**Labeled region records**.

----------------------------------------

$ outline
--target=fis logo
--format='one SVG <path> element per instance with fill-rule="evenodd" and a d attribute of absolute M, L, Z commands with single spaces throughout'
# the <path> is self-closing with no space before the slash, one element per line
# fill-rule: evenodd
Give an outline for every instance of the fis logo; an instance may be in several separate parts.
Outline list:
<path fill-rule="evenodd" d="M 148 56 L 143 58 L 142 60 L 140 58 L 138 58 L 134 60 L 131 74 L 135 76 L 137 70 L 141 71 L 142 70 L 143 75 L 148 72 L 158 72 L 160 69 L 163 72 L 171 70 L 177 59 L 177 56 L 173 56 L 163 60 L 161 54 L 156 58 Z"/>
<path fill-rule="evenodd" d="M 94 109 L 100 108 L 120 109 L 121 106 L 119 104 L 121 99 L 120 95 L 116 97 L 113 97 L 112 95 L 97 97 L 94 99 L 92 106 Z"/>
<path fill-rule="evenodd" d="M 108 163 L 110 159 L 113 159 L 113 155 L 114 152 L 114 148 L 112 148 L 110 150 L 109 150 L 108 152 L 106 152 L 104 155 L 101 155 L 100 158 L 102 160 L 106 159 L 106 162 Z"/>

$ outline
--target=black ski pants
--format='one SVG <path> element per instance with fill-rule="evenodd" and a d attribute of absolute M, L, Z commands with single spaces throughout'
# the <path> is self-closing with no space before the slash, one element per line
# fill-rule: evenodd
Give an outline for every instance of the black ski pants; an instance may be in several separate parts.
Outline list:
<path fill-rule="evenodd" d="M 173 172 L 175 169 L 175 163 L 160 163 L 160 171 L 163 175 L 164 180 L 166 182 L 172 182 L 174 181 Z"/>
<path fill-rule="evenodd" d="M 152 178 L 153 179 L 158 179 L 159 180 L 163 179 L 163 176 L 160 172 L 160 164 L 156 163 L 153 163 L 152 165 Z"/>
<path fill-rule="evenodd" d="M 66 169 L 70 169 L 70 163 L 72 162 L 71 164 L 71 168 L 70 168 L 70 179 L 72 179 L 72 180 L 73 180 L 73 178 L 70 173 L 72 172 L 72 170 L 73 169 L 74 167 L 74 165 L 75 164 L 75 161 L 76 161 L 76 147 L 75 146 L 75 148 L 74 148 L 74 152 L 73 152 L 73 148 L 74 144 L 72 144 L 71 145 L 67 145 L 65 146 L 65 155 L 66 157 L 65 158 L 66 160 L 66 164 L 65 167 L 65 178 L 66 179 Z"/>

----------------------------------------

**Directive**. Which lines of the records contain the string "black"? Return each of them, matching case.

**The solution**.
--target=black ski pants
Give an outline for every instance of the black ski pants; an instance may be in several separate parts.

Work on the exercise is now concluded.